◆ Problem details ◆
Among the lines of the records below, copy those that hold the word "positive".
================
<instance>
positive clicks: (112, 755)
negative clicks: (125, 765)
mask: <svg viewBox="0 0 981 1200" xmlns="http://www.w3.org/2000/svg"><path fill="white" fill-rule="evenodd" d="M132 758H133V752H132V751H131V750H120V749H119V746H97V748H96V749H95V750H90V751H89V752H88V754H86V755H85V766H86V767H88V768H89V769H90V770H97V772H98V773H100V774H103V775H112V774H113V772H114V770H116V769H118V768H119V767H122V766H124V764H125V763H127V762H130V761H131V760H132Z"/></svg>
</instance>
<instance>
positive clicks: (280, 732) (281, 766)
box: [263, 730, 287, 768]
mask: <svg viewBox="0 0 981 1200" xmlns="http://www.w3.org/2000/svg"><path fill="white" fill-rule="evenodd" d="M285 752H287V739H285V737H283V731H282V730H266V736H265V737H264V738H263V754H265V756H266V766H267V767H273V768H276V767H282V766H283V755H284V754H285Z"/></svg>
================
◆ Task result ◆
positive clicks: (112, 755)
positive clicks: (280, 732) (281, 766)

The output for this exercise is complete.